(A block of data)
········
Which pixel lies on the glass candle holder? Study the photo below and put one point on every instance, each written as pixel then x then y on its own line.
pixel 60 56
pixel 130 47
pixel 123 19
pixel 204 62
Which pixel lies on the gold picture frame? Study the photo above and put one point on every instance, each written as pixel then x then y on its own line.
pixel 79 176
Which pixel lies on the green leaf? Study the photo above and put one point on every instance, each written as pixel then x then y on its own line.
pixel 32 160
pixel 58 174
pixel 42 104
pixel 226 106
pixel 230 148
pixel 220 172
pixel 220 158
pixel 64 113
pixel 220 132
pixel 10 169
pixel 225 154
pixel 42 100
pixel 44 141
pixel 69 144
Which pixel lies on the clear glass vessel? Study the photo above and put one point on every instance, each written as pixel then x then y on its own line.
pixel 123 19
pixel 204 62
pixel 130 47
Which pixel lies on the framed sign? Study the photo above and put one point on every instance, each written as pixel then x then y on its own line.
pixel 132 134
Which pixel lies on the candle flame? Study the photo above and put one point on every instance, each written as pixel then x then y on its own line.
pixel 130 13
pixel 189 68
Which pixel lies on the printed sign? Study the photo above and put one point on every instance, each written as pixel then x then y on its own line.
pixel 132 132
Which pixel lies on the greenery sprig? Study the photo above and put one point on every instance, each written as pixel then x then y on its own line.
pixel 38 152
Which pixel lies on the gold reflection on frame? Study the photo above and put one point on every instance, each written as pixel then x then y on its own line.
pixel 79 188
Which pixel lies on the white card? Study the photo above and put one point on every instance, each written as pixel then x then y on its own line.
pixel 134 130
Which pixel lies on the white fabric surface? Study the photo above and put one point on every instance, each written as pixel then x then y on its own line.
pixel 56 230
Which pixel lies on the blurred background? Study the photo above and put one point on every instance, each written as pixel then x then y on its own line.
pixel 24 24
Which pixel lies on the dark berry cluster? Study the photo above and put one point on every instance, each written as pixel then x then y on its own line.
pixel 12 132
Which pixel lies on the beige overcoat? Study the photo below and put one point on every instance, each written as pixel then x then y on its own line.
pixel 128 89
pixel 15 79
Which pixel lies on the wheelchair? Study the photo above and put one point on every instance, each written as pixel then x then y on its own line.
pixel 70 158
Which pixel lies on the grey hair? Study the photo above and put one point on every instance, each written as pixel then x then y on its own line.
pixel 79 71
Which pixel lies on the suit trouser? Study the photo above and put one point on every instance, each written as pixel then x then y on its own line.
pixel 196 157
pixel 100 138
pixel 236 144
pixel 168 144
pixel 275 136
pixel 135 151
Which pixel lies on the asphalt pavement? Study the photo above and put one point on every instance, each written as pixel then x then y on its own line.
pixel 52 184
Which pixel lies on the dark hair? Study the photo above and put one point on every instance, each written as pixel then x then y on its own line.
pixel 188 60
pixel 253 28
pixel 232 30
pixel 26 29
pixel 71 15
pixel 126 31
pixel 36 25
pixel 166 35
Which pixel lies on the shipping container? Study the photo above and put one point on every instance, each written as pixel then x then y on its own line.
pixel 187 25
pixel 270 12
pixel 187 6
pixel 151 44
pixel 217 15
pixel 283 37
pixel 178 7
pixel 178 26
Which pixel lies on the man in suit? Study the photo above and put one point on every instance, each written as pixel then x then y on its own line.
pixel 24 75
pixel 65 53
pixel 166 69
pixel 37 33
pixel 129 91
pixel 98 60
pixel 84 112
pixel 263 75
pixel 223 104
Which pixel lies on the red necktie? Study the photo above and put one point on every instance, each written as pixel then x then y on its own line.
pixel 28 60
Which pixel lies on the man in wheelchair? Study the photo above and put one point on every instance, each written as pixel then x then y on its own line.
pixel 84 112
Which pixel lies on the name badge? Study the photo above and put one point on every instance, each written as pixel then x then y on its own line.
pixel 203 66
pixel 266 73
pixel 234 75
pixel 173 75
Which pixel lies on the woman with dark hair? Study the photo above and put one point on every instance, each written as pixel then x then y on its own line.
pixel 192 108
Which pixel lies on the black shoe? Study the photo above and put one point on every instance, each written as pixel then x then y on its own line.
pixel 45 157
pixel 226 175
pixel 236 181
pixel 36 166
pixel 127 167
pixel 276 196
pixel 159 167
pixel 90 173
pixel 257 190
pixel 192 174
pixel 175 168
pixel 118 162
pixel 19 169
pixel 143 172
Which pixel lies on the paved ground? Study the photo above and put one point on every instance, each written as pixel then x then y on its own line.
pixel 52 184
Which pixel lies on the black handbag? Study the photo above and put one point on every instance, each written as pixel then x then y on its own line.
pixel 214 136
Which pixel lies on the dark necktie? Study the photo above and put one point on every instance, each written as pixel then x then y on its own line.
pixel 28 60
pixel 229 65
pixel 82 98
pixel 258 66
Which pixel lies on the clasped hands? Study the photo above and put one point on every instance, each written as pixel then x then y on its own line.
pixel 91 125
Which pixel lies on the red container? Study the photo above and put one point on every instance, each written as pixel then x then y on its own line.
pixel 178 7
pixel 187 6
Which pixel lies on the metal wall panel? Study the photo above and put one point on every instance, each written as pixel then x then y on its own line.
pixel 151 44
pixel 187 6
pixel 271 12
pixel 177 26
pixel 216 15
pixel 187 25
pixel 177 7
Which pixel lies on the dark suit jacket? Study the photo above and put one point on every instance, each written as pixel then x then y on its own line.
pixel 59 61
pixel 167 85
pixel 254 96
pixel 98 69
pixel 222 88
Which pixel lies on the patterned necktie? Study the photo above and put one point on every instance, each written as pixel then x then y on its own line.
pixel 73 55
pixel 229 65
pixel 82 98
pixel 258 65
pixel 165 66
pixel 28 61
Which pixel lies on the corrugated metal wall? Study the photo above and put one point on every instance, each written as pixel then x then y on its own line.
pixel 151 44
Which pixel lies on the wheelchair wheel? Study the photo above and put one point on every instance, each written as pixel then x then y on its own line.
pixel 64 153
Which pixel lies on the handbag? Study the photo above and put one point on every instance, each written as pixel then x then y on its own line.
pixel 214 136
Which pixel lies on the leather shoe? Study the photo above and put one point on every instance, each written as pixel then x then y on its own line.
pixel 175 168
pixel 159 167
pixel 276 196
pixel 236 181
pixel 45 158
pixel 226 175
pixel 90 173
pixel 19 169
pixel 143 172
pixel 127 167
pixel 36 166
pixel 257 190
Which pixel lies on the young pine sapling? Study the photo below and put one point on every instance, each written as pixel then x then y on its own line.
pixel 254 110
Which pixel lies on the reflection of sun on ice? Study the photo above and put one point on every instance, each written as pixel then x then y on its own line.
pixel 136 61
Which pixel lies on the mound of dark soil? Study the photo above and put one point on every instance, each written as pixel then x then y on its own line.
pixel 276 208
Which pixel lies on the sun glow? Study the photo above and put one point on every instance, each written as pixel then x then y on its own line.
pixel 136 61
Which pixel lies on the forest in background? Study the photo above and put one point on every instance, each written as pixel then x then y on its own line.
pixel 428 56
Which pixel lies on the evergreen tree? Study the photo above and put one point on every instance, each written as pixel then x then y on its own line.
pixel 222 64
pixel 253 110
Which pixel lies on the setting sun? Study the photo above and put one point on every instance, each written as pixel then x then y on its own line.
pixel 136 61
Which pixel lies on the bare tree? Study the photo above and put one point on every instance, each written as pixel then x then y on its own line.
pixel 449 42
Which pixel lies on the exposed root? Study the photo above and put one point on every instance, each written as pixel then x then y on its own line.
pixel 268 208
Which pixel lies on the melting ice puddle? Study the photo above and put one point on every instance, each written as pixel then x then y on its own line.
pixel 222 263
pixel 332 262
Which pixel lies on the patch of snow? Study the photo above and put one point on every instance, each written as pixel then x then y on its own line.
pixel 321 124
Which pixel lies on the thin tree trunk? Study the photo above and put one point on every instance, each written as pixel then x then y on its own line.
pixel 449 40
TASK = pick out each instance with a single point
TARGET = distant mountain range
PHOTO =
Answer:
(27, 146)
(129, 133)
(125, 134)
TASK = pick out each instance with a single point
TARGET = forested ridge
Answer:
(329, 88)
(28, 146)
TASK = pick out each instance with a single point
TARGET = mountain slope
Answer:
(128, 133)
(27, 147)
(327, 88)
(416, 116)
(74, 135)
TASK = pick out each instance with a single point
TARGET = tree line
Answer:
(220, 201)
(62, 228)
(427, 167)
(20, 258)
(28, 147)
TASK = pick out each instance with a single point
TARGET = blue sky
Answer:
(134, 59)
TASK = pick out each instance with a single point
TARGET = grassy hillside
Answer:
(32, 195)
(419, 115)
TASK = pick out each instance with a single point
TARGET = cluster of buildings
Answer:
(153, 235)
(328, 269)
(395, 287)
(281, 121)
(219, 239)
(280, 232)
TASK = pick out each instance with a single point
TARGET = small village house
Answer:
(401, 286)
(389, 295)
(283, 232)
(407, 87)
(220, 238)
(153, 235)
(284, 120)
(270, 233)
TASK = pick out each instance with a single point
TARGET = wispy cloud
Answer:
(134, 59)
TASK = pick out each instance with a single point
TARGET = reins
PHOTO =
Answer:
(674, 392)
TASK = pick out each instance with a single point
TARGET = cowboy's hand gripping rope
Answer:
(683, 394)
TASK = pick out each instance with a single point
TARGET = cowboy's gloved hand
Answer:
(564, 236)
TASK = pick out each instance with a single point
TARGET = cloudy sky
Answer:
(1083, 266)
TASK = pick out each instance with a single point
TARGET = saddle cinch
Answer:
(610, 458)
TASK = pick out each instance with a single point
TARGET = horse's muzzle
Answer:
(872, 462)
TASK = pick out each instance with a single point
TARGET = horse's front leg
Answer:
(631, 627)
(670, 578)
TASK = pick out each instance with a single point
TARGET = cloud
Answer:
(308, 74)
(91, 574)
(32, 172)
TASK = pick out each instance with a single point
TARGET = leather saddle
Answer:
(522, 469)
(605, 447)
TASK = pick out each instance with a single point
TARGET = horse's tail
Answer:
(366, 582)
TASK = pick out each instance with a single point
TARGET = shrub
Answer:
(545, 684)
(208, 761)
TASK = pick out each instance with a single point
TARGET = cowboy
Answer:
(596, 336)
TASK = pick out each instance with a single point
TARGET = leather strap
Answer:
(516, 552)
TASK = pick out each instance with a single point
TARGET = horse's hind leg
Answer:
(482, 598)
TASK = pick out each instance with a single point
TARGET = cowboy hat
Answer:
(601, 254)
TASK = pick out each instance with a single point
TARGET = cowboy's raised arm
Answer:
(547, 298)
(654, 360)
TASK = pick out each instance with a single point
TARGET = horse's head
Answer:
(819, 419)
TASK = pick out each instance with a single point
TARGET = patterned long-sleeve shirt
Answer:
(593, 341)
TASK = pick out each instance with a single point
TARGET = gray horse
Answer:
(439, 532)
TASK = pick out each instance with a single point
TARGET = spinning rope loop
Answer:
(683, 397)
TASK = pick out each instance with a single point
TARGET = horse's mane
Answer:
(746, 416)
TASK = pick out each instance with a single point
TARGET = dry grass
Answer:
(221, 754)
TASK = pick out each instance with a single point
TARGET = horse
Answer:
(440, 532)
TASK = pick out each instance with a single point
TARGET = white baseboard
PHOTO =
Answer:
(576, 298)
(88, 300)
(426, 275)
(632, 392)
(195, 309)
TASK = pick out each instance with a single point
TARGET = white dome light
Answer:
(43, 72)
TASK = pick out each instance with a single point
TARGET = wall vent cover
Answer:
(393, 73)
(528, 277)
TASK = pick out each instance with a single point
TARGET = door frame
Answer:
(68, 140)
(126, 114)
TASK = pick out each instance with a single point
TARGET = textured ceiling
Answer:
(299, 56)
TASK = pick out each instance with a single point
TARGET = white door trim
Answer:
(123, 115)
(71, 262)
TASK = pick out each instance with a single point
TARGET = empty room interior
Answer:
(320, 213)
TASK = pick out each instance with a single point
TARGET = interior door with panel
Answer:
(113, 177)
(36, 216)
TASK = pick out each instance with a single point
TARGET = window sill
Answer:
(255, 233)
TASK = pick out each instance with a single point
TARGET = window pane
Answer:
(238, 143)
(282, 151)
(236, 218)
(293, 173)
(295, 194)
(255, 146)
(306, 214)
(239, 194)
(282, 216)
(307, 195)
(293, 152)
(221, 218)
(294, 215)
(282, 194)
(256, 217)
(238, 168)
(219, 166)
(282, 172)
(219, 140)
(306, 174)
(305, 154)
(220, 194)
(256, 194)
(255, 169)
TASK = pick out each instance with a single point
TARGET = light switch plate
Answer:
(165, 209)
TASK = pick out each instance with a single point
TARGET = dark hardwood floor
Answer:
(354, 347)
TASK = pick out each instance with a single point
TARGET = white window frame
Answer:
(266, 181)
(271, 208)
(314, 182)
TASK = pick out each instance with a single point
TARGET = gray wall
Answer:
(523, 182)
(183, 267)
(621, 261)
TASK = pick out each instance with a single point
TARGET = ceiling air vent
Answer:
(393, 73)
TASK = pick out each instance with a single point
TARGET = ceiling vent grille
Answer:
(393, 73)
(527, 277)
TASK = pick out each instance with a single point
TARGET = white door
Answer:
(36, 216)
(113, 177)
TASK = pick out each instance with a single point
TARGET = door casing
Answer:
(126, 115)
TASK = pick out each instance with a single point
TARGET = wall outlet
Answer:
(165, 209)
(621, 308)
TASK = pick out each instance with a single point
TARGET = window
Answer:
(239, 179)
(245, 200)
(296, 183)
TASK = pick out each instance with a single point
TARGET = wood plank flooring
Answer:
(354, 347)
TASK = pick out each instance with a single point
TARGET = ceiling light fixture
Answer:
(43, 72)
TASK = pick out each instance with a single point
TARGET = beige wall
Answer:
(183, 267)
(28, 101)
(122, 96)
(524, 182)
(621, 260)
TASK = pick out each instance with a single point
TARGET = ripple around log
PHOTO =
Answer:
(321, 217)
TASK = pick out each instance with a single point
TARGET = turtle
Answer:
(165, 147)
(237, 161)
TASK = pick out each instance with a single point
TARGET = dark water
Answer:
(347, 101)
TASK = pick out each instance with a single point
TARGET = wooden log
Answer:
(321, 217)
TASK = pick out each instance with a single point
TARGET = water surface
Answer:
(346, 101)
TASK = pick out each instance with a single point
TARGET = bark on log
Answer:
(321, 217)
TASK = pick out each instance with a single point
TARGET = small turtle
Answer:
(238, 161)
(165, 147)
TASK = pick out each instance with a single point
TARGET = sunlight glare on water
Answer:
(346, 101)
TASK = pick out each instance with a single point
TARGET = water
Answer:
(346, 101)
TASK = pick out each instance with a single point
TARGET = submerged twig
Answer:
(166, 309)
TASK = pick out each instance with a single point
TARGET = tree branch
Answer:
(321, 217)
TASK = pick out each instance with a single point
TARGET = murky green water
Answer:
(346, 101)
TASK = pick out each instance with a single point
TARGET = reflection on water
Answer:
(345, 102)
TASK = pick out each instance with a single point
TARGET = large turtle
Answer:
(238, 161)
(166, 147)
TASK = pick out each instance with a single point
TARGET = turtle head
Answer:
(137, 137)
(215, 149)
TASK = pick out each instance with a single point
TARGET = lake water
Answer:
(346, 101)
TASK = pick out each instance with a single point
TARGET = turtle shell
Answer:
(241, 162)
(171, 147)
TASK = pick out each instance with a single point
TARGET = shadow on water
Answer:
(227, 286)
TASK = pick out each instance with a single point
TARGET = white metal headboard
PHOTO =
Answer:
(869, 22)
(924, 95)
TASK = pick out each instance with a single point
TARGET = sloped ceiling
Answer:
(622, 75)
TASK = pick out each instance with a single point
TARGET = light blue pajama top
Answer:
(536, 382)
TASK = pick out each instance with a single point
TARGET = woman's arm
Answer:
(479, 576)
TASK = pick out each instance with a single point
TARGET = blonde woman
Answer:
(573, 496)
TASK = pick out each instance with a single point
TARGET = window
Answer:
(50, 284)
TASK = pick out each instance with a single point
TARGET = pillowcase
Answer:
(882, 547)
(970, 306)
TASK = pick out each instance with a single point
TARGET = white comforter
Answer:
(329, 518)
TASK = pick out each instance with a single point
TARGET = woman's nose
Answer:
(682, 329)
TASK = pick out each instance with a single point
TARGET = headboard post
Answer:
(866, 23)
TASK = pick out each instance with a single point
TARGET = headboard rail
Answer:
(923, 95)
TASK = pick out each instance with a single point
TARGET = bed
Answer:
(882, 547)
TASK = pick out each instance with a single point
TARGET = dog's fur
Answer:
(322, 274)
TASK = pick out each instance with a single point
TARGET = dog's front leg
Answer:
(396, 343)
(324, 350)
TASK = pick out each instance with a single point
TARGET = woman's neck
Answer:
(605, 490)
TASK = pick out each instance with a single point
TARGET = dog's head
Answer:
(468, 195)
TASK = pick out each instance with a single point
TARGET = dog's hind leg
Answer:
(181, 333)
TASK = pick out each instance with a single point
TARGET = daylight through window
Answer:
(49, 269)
········
* Goal *
Please reproduce the listing above verbatim, starting at its first line and ending with the line that contains "pixel 24 24". Include both of those lines.

* Right answer *
Which pixel lies on the glass candle holder? Study the photo below and put one point on every instance, each written as pixel then x then y on its own line.
pixel 60 56
pixel 130 47
pixel 123 19
pixel 204 62
Which pixel lies on the gold picture frame? Study the photo above and put one point on every instance, each written as pixel then x then y on its own line.
pixel 79 176
Which pixel lies on the green leaf? Study the photo above and put one point on every instance, each written as pixel then x then y on its own line.
pixel 32 160
pixel 58 174
pixel 42 104
pixel 226 106
pixel 230 148
pixel 220 172
pixel 220 158
pixel 64 113
pixel 220 132
pixel 10 169
pixel 225 154
pixel 42 100
pixel 44 141
pixel 69 144
Which pixel lies on the clear glass vessel? Study the photo above and put one point on every instance, each written as pixel then x then y on its own line.
pixel 123 19
pixel 204 62
pixel 130 47
Which pixel lies on the framed sign? Study the photo above and put one point on every instance, each written as pixel then x then y on its own line.
pixel 132 134
Which pixel lies on the candle flame? Study the photo above and put one point on every instance, each written as pixel then x then y on its own line.
pixel 130 13
pixel 189 68
Which pixel lies on the printed sign? Study the photo above and put one point on every instance, each written as pixel then x then y on its own line.
pixel 132 132
Which pixel lies on the greenery sprig? Study the photo above and put one point on every instance, each written as pixel then x then y on its own line.
pixel 38 152
Which pixel lies on the gold reflection on frame? Study the photo above and put one point on every instance, each written as pixel then x then y on its own line.
pixel 79 188
Which pixel lies on the white card? Study the photo above and put one point on every instance, each written as pixel then x then y on its own line.
pixel 134 130
Which pixel lies on the white fabric surface? Study the photo above and put one point on every instance, each written as pixel then x then y on its own line.
pixel 56 230
Which pixel lies on the blurred background? Study the photo above and put one point on every instance, each written as pixel then x then y on its own line.
pixel 24 24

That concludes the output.